Only the pictures are omitted; repeat all other data exactly.

- Supplied material:
____
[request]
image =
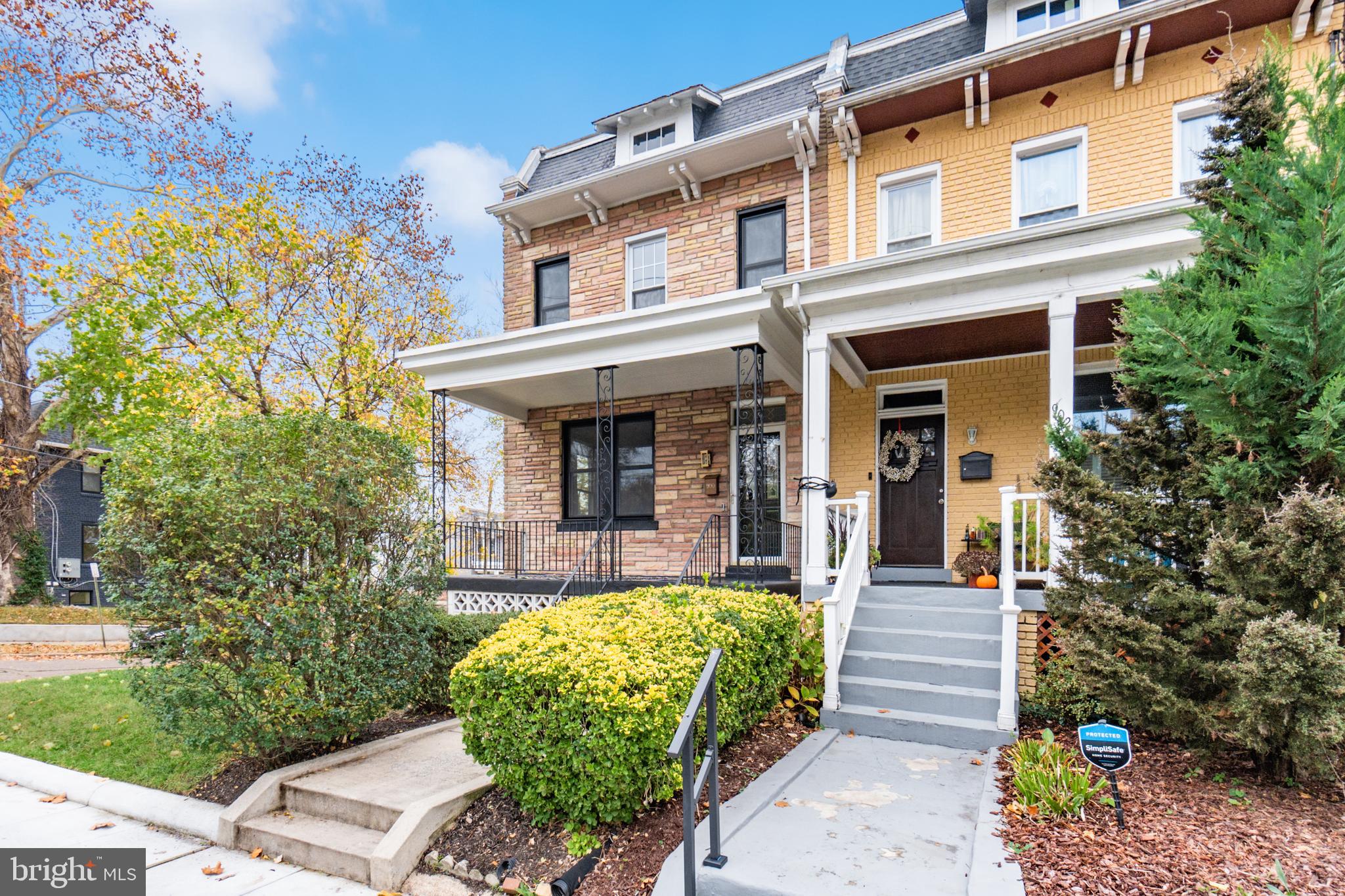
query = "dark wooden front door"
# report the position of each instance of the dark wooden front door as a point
(911, 513)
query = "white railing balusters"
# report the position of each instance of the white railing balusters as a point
(838, 608)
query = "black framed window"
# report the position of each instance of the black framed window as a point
(761, 245)
(553, 291)
(89, 542)
(634, 468)
(91, 479)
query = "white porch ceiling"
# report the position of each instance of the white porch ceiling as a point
(671, 349)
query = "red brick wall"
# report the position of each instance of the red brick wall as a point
(701, 241)
(685, 423)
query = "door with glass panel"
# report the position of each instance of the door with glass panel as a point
(770, 543)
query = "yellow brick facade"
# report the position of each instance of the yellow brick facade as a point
(1130, 142)
(1006, 399)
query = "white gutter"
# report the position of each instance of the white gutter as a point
(959, 69)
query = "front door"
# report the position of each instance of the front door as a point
(770, 543)
(911, 530)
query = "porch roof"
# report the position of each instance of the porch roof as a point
(1091, 257)
(669, 349)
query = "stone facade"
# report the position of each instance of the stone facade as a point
(701, 241)
(685, 423)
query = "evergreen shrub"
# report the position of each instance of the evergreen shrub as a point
(573, 707)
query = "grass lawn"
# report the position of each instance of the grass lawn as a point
(88, 721)
(38, 614)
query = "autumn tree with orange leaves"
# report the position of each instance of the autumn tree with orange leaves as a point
(99, 102)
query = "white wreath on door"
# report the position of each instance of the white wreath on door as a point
(914, 453)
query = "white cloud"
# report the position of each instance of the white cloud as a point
(234, 39)
(460, 182)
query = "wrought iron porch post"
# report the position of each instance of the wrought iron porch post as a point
(604, 448)
(439, 467)
(751, 366)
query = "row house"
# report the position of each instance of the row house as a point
(835, 305)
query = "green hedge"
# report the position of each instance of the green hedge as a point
(573, 707)
(451, 637)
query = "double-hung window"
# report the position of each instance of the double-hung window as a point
(553, 291)
(1043, 15)
(646, 270)
(908, 210)
(1192, 124)
(761, 245)
(91, 479)
(665, 136)
(632, 461)
(1051, 178)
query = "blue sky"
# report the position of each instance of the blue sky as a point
(463, 91)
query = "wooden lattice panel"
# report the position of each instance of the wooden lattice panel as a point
(1048, 644)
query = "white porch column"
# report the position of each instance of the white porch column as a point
(817, 390)
(1061, 316)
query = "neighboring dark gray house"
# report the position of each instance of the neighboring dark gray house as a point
(69, 513)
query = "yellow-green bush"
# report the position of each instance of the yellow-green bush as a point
(573, 707)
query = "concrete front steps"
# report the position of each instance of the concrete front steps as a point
(921, 664)
(366, 813)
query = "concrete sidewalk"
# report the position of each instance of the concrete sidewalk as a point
(860, 815)
(174, 861)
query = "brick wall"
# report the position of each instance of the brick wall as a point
(1130, 142)
(701, 241)
(1007, 402)
(685, 423)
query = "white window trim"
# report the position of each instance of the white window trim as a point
(1013, 19)
(934, 174)
(1181, 112)
(626, 247)
(1036, 146)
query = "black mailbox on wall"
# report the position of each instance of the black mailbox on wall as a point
(975, 465)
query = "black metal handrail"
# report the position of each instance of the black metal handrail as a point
(517, 547)
(712, 557)
(684, 746)
(599, 567)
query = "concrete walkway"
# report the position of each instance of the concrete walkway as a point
(26, 670)
(174, 861)
(854, 815)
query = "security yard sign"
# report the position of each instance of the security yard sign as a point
(1107, 747)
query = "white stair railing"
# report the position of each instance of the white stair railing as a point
(852, 575)
(1024, 557)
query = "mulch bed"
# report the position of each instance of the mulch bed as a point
(495, 828)
(1183, 832)
(240, 774)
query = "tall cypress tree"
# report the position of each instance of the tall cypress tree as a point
(1197, 595)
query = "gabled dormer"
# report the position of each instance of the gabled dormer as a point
(659, 125)
(1012, 20)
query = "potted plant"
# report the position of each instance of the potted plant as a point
(975, 565)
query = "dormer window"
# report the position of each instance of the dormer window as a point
(665, 136)
(1044, 15)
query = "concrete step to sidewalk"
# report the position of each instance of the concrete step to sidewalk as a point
(914, 667)
(950, 645)
(324, 844)
(919, 727)
(919, 696)
(929, 618)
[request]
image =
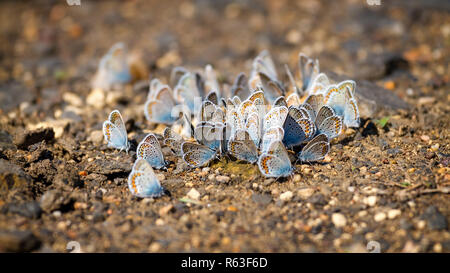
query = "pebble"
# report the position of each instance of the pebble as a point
(286, 196)
(160, 176)
(338, 220)
(370, 200)
(166, 209)
(305, 193)
(30, 209)
(425, 138)
(193, 194)
(96, 98)
(393, 213)
(18, 241)
(72, 99)
(262, 199)
(380, 216)
(211, 177)
(96, 136)
(223, 178)
(26, 138)
(425, 100)
(434, 219)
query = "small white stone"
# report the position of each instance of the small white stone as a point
(286, 196)
(394, 213)
(370, 200)
(193, 194)
(96, 98)
(338, 219)
(305, 193)
(160, 176)
(222, 178)
(379, 217)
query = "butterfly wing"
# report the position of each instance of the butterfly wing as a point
(114, 137)
(197, 155)
(336, 99)
(331, 127)
(253, 128)
(276, 162)
(142, 180)
(116, 118)
(150, 150)
(243, 148)
(351, 114)
(315, 150)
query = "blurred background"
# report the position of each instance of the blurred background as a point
(49, 53)
(44, 42)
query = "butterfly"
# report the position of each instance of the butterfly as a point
(115, 132)
(280, 101)
(240, 87)
(309, 68)
(113, 68)
(293, 100)
(328, 123)
(188, 89)
(341, 98)
(315, 150)
(298, 127)
(275, 162)
(319, 84)
(209, 134)
(197, 155)
(150, 150)
(316, 102)
(242, 147)
(270, 135)
(173, 140)
(211, 112)
(142, 180)
(262, 65)
(275, 117)
(211, 83)
(158, 108)
(252, 126)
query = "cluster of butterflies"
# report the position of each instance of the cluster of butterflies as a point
(255, 120)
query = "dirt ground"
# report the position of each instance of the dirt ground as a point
(386, 184)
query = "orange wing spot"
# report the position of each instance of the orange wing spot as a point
(133, 181)
(108, 131)
(331, 91)
(338, 124)
(264, 164)
(354, 107)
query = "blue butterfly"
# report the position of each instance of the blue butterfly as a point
(242, 147)
(197, 155)
(158, 108)
(328, 123)
(297, 127)
(115, 132)
(142, 180)
(309, 68)
(209, 134)
(113, 68)
(341, 98)
(315, 150)
(173, 140)
(275, 162)
(187, 90)
(270, 135)
(150, 150)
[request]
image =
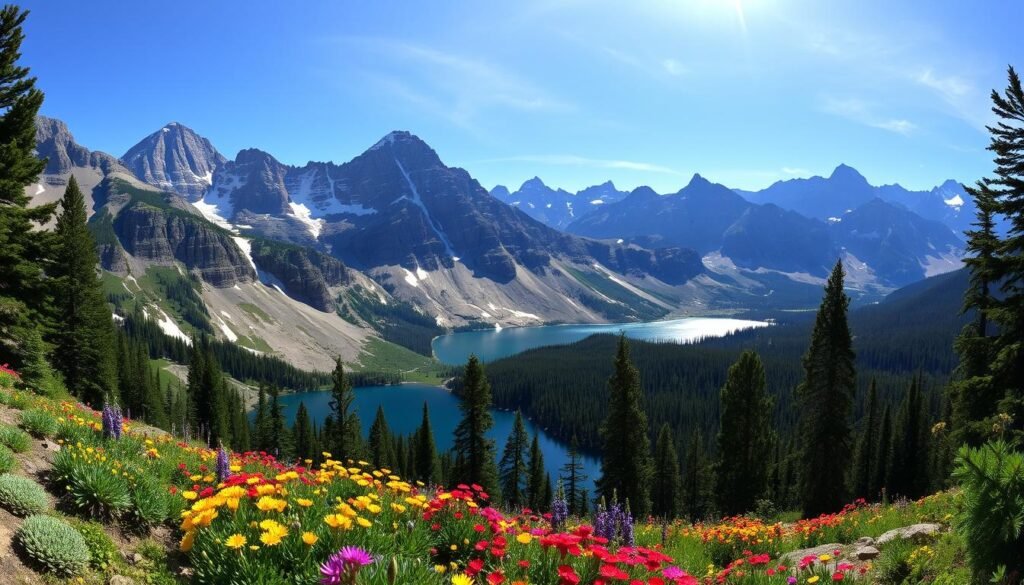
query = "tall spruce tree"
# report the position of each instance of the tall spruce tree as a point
(973, 392)
(84, 344)
(666, 491)
(512, 468)
(474, 452)
(626, 463)
(908, 467)
(303, 433)
(346, 428)
(536, 487)
(380, 442)
(867, 448)
(427, 464)
(824, 401)
(883, 455)
(573, 478)
(25, 251)
(697, 479)
(744, 439)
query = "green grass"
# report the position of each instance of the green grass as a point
(255, 311)
(380, 356)
(255, 342)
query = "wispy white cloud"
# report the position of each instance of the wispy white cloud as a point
(573, 160)
(457, 86)
(862, 113)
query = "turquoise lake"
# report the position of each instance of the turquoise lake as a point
(494, 344)
(403, 409)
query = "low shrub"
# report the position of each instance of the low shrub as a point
(22, 496)
(91, 489)
(54, 545)
(14, 439)
(39, 423)
(6, 459)
(102, 551)
(992, 518)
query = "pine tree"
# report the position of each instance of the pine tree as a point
(346, 429)
(25, 251)
(381, 447)
(427, 464)
(303, 433)
(84, 345)
(474, 452)
(665, 493)
(973, 393)
(512, 469)
(824, 401)
(573, 478)
(883, 457)
(626, 465)
(867, 448)
(536, 488)
(908, 468)
(697, 479)
(744, 439)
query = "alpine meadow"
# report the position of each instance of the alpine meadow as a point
(350, 363)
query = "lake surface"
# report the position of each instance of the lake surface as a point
(403, 410)
(492, 344)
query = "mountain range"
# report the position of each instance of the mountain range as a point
(327, 259)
____
- Output below:
[request]
image =
query = "dark wooden front door"
# report the position of each instance of the dark wooden front door as a point
(911, 513)
query = "white railing balusters"
# report the position of each instance of the white railing balusters as a point
(838, 608)
query = "black framed window"
# report the position of each instance of the black framed window as a point
(761, 245)
(553, 291)
(89, 542)
(634, 468)
(91, 479)
query = "white porch ceiling"
# report the position of each instance of the white porch ceiling as a point
(671, 349)
query = "red brick wall"
# report the position of each instance of the red brick wall as a point
(701, 241)
(685, 423)
query = "door with glass panel"
# report the position of each instance of the door with glass panel as a point
(770, 543)
query = "yellow brick facade"
# report the position of each instance of the yellow brick facade as a point
(1130, 142)
(1006, 399)
query = "white gutter"
# report the position of each instance of the white gutter as a point
(959, 69)
query = "front door"
# report the position of each instance of the front door as a point
(770, 543)
(911, 530)
query = "porch roof"
# report the position of each instance of the porch roof as a point
(1091, 257)
(669, 349)
query = "stone facade"
# report the position of each instance of the stone facade as a point
(701, 241)
(685, 423)
query = "evergreen shrub"
# report the position of each instance of the evergreen shrub as a point
(573, 707)
query = "grass lawn"
# report the position of each instance of the grass lawn as a point
(88, 721)
(38, 614)
query = "autumn tree with orange leaves"
# report the position of each instance of the autumn tree with orange leaves as a point
(99, 102)
query = "white wreath on door"
# report the position of each instance of the white wreath on door as a point
(914, 453)
query = "white cloud"
# report the position of each instance of the white cloud as a point
(234, 39)
(460, 182)
query = "wrought iron porch post"
# report the position of each instance of the wrought iron porch post as a point
(604, 448)
(439, 467)
(751, 366)
query = "row house"
# report the position of each instance of the row house as a point
(835, 305)
query = "green hedge"
# report the position of each instance of the green hedge as a point
(573, 707)
(451, 637)
query = "double-hung window"
# report the position of each instance of the double-hung window as a point
(553, 291)
(1043, 15)
(646, 270)
(908, 210)
(1192, 124)
(761, 245)
(91, 479)
(665, 136)
(632, 461)
(1051, 178)
query = "blue sky"
# report the position of each instance of the blue sky as a point
(463, 91)
query = "wooden lattice panel"
# report the position of each instance of the wooden lattice panel as a point
(1048, 644)
query = "white porch column"
# report the position of each instance of the white porch column as a point
(817, 390)
(1061, 316)
query = "neighboring dark gray house"
# report the position of each instance of the neighboring dark gray house as a point
(69, 513)
query = "yellow-green bush"
# report the position of each instance of the yellow-green bush as a point
(573, 707)
query = "concrete front steps"
# report the position of each instance of the concrete front steps as a point
(921, 664)
(366, 813)
query = "concrete sidewalk"
# report the position of each instance of the concrete sidewalk as a point
(860, 815)
(174, 861)
query = "brick wall"
# report the position of each instance of the brick wall as a point
(1130, 142)
(701, 241)
(1007, 402)
(685, 423)
query = "white window trim"
# report the position of each instance of the white window trim as a point
(1013, 19)
(934, 174)
(1181, 112)
(626, 247)
(1036, 146)
query = "black mailbox on wall"
# report the position of each instance of the black mailbox on wall as a point
(975, 465)
query = "black metal handrail"
# report the position of each instance of the black metal handrail as a point
(517, 547)
(712, 557)
(684, 746)
(599, 567)
query = "concrete walkway"
# report the position of each instance of the concrete walkway as a point
(26, 670)
(174, 861)
(854, 815)
query = "security yard sign"
# report the position of each instance of the security yard sign as a point
(1107, 747)
query = "white stair railing"
# report the position of each instance of the white stair railing as a point
(852, 575)
(1024, 557)
query = "mulch bed"
# report the position of each instance of the mulch bed as a point
(495, 828)
(1183, 832)
(240, 774)
query = "tall cypress tree"
# report the position of each instance of the tall cypress tree as a point
(1197, 595)
query = "gabled dormer"
# report the position of each instance of the gabled dormer as a point
(659, 125)
(1012, 20)
query = "potted plant"
# report the position of each instance of the potted plant as a point
(975, 565)
query = "dormer window"
# report the position of each instance of the dormer window as a point
(665, 136)
(1044, 15)
query = "concrete step to sidewalk"
# report the position of each instance of the concrete step to sidewalk as a point
(914, 667)
(950, 645)
(324, 844)
(919, 727)
(919, 696)
(929, 618)
[request]
image =
query = "pebble"
# report the position of each instance of the pebble as a point
(286, 196)
(160, 176)
(338, 220)
(370, 200)
(166, 209)
(305, 193)
(30, 209)
(425, 138)
(193, 194)
(96, 98)
(393, 213)
(18, 241)
(72, 99)
(262, 199)
(380, 216)
(211, 177)
(96, 136)
(223, 178)
(26, 138)
(425, 100)
(434, 219)
query = "small white stone"
# report the position of each instance of the small white stone as a point
(286, 196)
(394, 213)
(370, 200)
(193, 194)
(96, 98)
(338, 219)
(305, 193)
(160, 176)
(222, 178)
(379, 217)
query = "butterfly wing"
# report the position of each instance of the butterfly wing as a point
(114, 137)
(197, 155)
(336, 99)
(331, 127)
(253, 128)
(276, 162)
(142, 180)
(116, 118)
(150, 150)
(243, 148)
(351, 114)
(315, 150)
query = "blurred background"
# report the position of each instance of the blurred background as a point
(49, 53)
(44, 42)
query = "butterfly"
# report the position of each instance of the butterfly as a point
(115, 132)
(280, 101)
(240, 87)
(309, 68)
(113, 68)
(293, 100)
(328, 123)
(188, 89)
(341, 98)
(315, 150)
(298, 127)
(275, 162)
(319, 84)
(209, 134)
(197, 155)
(150, 150)
(316, 102)
(242, 147)
(270, 135)
(173, 140)
(211, 112)
(142, 180)
(262, 65)
(275, 117)
(211, 83)
(158, 108)
(252, 126)
query = "cluster of butterflies"
# report the position of each instance of the cluster of butterflies as a point
(255, 120)
query = "dirt ground"
# report the position of each instance of the dirt ground as a point
(386, 184)
query = "orange wing spot"
# report the position of each instance of the orange wing spot as a point
(133, 181)
(108, 131)
(331, 91)
(338, 124)
(264, 164)
(354, 107)
query = "blue butterfly"
# report the position of each instance of the blue butterfly as a point
(242, 147)
(197, 155)
(158, 108)
(328, 123)
(297, 127)
(115, 132)
(142, 180)
(309, 68)
(209, 134)
(113, 68)
(341, 98)
(315, 150)
(173, 140)
(275, 162)
(187, 90)
(270, 135)
(150, 150)
[request]
image =
query = "tall spruce tree"
# report the position of each instance of the tall spruce tree as a point
(973, 392)
(84, 344)
(666, 491)
(512, 468)
(474, 452)
(626, 463)
(908, 467)
(303, 433)
(346, 428)
(536, 487)
(380, 442)
(867, 448)
(427, 464)
(824, 401)
(883, 455)
(573, 478)
(25, 251)
(697, 479)
(744, 439)
query = "green grass"
# report the position of each instance of the green grass as a point
(255, 311)
(380, 356)
(255, 342)
query = "wispy white cloud"
# report the position of each instance of the wispy white cloud as a point
(573, 160)
(457, 86)
(862, 113)
query = "turquoise lake"
# report the position of each instance of the turquoise lake as a point
(494, 344)
(403, 409)
query = "low shrub"
# report the position of each instance of the low shrub as a point
(22, 496)
(91, 489)
(54, 545)
(14, 439)
(39, 423)
(6, 459)
(102, 551)
(992, 518)
query = "pine tree"
# report the position of each instance of the pine tree as a point
(346, 429)
(25, 251)
(381, 447)
(427, 464)
(303, 433)
(84, 345)
(474, 452)
(665, 493)
(973, 393)
(512, 469)
(824, 401)
(573, 478)
(883, 457)
(626, 465)
(867, 448)
(536, 488)
(908, 468)
(697, 479)
(744, 439)
query = "alpine meadow"
# report the position of each instance of the alpine meadow as a point
(350, 363)
query = "lake surface"
# report the position of each instance of the lake surface as a point
(403, 410)
(492, 344)
query = "mountain range"
# report the position of each instance of the mountain range as a point
(327, 259)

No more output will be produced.